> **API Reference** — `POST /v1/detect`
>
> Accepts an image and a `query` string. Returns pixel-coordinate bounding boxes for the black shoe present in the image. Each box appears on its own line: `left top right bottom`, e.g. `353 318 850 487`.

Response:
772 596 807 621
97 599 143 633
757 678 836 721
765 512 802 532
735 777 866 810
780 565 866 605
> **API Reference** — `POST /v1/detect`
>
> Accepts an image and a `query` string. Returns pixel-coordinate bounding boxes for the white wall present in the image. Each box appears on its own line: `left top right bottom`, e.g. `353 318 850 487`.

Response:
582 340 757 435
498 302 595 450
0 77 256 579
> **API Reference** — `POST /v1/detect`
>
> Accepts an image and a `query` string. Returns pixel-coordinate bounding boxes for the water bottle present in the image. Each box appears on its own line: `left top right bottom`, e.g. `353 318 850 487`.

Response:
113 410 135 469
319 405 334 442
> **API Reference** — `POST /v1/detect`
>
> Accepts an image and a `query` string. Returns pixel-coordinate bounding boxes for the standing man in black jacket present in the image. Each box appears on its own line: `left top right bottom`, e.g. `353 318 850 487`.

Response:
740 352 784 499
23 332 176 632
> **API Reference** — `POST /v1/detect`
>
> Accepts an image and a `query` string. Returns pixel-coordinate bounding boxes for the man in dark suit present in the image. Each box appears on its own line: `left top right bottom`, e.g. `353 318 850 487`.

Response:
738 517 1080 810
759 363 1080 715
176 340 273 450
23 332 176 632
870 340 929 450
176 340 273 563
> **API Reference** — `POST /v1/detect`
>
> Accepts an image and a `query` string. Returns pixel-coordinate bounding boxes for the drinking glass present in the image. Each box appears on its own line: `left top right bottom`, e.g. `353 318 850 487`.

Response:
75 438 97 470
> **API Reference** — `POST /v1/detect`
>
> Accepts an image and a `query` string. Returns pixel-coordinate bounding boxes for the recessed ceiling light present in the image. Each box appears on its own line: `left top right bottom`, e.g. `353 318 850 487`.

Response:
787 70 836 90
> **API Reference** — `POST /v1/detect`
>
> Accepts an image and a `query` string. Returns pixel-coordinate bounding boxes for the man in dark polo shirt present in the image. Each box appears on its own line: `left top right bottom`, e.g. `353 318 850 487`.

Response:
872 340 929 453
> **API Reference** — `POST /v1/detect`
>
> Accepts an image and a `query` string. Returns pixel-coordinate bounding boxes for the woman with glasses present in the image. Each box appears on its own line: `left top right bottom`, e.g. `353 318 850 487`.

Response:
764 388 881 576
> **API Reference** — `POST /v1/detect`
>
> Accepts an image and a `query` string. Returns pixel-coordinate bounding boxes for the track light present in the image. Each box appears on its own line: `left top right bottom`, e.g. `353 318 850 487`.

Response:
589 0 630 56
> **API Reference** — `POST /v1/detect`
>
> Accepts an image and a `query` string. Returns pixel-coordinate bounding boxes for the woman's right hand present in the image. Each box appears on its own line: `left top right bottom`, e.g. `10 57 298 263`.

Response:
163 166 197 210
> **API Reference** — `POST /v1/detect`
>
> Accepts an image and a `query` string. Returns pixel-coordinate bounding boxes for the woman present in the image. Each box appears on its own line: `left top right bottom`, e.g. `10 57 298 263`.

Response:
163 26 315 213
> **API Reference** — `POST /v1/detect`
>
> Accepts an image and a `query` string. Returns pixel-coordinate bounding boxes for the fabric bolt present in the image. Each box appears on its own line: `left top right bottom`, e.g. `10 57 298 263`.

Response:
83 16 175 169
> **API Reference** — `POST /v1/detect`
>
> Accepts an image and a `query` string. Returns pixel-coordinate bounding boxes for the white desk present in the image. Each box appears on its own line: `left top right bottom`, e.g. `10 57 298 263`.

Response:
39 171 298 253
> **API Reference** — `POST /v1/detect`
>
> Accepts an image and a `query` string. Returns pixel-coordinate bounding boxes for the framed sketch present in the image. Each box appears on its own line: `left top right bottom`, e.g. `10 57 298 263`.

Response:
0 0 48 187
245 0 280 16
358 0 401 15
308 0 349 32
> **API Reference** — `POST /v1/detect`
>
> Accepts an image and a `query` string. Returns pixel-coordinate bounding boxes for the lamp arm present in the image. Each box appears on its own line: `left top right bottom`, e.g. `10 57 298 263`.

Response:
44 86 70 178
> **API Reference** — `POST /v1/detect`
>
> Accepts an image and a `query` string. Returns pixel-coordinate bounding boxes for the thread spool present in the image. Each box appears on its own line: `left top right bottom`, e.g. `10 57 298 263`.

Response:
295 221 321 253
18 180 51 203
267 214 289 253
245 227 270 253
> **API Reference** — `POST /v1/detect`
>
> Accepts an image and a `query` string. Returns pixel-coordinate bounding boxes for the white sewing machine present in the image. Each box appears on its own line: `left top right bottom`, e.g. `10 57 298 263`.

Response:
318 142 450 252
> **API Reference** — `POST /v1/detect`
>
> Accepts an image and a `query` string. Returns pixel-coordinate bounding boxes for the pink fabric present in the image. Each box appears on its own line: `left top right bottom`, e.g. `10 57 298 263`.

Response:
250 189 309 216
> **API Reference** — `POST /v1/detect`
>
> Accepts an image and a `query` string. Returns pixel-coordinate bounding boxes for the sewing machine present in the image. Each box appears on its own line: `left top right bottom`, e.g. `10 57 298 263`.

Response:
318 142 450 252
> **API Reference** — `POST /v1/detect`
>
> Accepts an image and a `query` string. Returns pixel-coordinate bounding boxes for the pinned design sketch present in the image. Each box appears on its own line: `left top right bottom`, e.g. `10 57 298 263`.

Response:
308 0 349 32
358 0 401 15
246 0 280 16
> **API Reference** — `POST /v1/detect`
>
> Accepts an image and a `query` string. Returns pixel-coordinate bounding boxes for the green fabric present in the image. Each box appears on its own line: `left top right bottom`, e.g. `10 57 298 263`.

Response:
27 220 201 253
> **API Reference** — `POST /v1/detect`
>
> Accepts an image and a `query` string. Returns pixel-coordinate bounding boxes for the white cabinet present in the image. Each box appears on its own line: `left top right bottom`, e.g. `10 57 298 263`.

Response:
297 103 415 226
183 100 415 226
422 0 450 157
──────
* [Task prompt]: Write out the material exactly as given.

* [Finished answer]:
> **API Reference** — `POST /v1/detect`
>
> Accepts an image and a `query` string. Returns pixel-coordinate bounding boxes for the black shoe present in the image. Each box appears on its own line: `left top right bottom`, e.g. `353 318 850 487`.

Response:
772 596 807 621
97 599 143 633
757 678 836 721
765 512 802 532
735 777 866 810
780 565 866 605
> **API Reference** — `POST /v1/detect`
>
> Accepts an image and a `query` string. Returns pixel-coordinate bounding boxes for the white wall present in the image. Each box appears on its own line: `left top right bottom`, e.g. `353 318 850 487`.

Response:
582 340 757 435
498 302 595 450
0 77 256 579
> **API Reference** — `POST /v1/detect`
>
> Accepts an image and a `query` string. Returns pixel-coordinate bounding boxes for the water bottle present in the image. Each box appears on its own line: `left top right bottom`, e.g. `353 318 850 487`.

Response:
113 410 135 469
319 405 334 442
> **API Reference** — `POST /v1/detect`
>
> Accepts an image and a `query` string. Returns pixel-coordinate bounding boxes for the standing man in black jacket present in the image. Each box appears on its own line: `left top right bottom`, e.g. `353 318 850 487`.

Response:
740 352 784 499
23 332 176 632
> **API Reference** — `POST /v1/detect`
>
> Accepts an image and a `query` string. Returns pixel-coordinate bounding boxes for the man in dark suit present in the image. Each box appears on its own line: `left top right bottom`, e.g. `353 318 850 487`.

Response:
738 517 1080 810
759 363 1080 715
176 340 273 450
23 332 176 632
870 340 929 450
176 340 273 563
> **API Reference** — `POST /v1/detect`
>
> Accepts an image and a `query` string. Returns pixel-coordinate bounding boxes for the drinking glass present in the image. Each box appears on its own line: `left top right bottom`, e.g. `353 318 850 487`.

Response:
75 438 97 470
> **API Reference** — `POST /v1/detect`
>
> Accepts an image and a `query` string. Returns pixel-coordinate bounding boxes for the recessed ceiling light present in the image. Each box appears on its own line: `left top right bottom`, e.g. `353 318 850 487`.

Response:
787 70 836 90
> **API Reference** — `POST /v1/detect`
>
> Accepts an image and a `query` string. Returns pixel-coordinate bounding boxes for the man in dark polo shirt present in the image. Each box appears on its own line: `left top right bottom`, e.g. `353 318 850 487`.

Response:
872 340 929 453
> **API Reference** — `POST /v1/detect`
>
> Accepts an image and a `query` string. Returns pixel-coordinate bounding boxes for the woman with glasses present in the image. Each box appears on its own line: `left top right bottom`, e.g. `353 318 850 487`.

Response:
764 388 881 576
> **API Reference** — `POST /v1/detect`
>
> Accepts an image and a `query` string. Returns pixel-coordinate bounding boxes for the track light present in the image. Each box appears on its own line: `left top right bottom`, e.g. `353 318 850 487`.

Response:
589 0 630 56
> **API Reference** — `POST /v1/detect`
>
> Accepts an image and a `query` string. Returns pixel-coordinate bounding boxes for the woman's right hand present in the image. Each box appears on its own line: `left top right bottom`, e.g. `10 57 298 263`.

Response:
163 166 197 210
> **API Reference** — `POST /v1/detect`
>
> Accepts an image and a `query` string. Returns pixel-coordinate bounding boxes for the woman present in the image. Each box appears on its own line: `left top right bottom`, e.g. `10 57 298 263`.

Response:
163 26 315 213
> **API Reference** — `POST /v1/detect`
>
> Accepts an image and a `query` string. Returns pixel-coordinate bounding boxes for the fabric bolt present in the image. Each box appears on its own line: `left top right bottom`, e.g. `10 57 298 263`.

Response:
83 16 175 169
> **API Reference** — `POST /v1/detect`
>
> Accepts an image and a `query` string. Returns pixel-coordinate bounding boxes for the white desk present in the image. Each box appears on its own line: `left top right bottom`, e.g. `10 57 298 263`.

Response:
39 171 298 253
> **API Reference** — `POST /v1/detect`
>
> Accepts an image and a `query` string. Returns pixel-coordinate bounding boxes for the framed sketch present in the image. Each box appears on its own line: `left top right bottom`, e.g. `10 57 298 263`.

Response:
0 0 48 187
245 0 280 16
358 0 401 15
308 0 349 32
> **API Reference** — `POST /v1/detect`
>
> Accepts an image and a `query` string. Returns pixel-coordinate bounding boxes for the lamp arm present in the image. Each box appears on its own line: `left top right bottom`, e.g. `10 57 298 263`.

Response:
44 86 70 178
> **API Reference** — `POST /v1/detect`
>
> Accepts an image and a `query` string. Returns pixel-coordinate bounding boxes for the thread spool present in the image. Each box appears on its own line: `left top right bottom`, e.g. `10 57 298 263`.

Response:
295 221 321 253
18 180 51 203
267 214 289 253
245 227 270 253
> **API Reference** — `POST /v1/detect`
>
> Accepts an image and a `query` string. Returns pixel-coordinate bounding boxes for the white sewing machine present in the image. Each box appears on its own line: `left top right bottom`, e.g. `10 57 298 263`.

Response:
318 142 450 252
> **API Reference** — `POST /v1/detect`
>
> Accepts an image and a `query` string. Returns pixel-coordinate bounding boxes for the pink fabric present in the image. Each box appears on its own line: `left top right bottom`, e.g. `10 57 298 263`.

Response:
250 189 309 216
> **API Reference** — `POST /v1/detect`
>
> Accepts an image and a `query` string. Returns pixel-coordinate bounding boxes for the sewing machine present in the image. Each box appears on its own line: `left top right bottom`, e.g. `10 57 298 263`.

Response:
318 142 450 252
> **API Reference** — `POST /v1/detect`
>
> Accepts an image and a `query` string. Returns pixel-coordinate bounding boxes for the pinned design sketch present in the image. Each box appears on its own line: `left top right bottom`, e.g. `10 57 298 263`.

Response:
308 0 349 32
358 0 401 15
246 0 280 16
> **API Reference** — `POST /v1/detect`
>
> Accepts an image and a `query` string. Returns pixel-coordinate bounding boxes for the green fabric present in the image. Each box appears on its own line: `left top right bottom`, e.g. `10 57 298 263`.

Response:
27 220 201 253
> **API Reference** — `POST /v1/detect`
>
> Accepts an image and a `query` string. Returns pixel-coordinate bounding boxes for the white cabinet present in the image. Each box appears on its own line: `left top right bottom`, e.g. `10 57 298 263`.

Response:
297 103 415 226
183 100 415 226
422 0 450 157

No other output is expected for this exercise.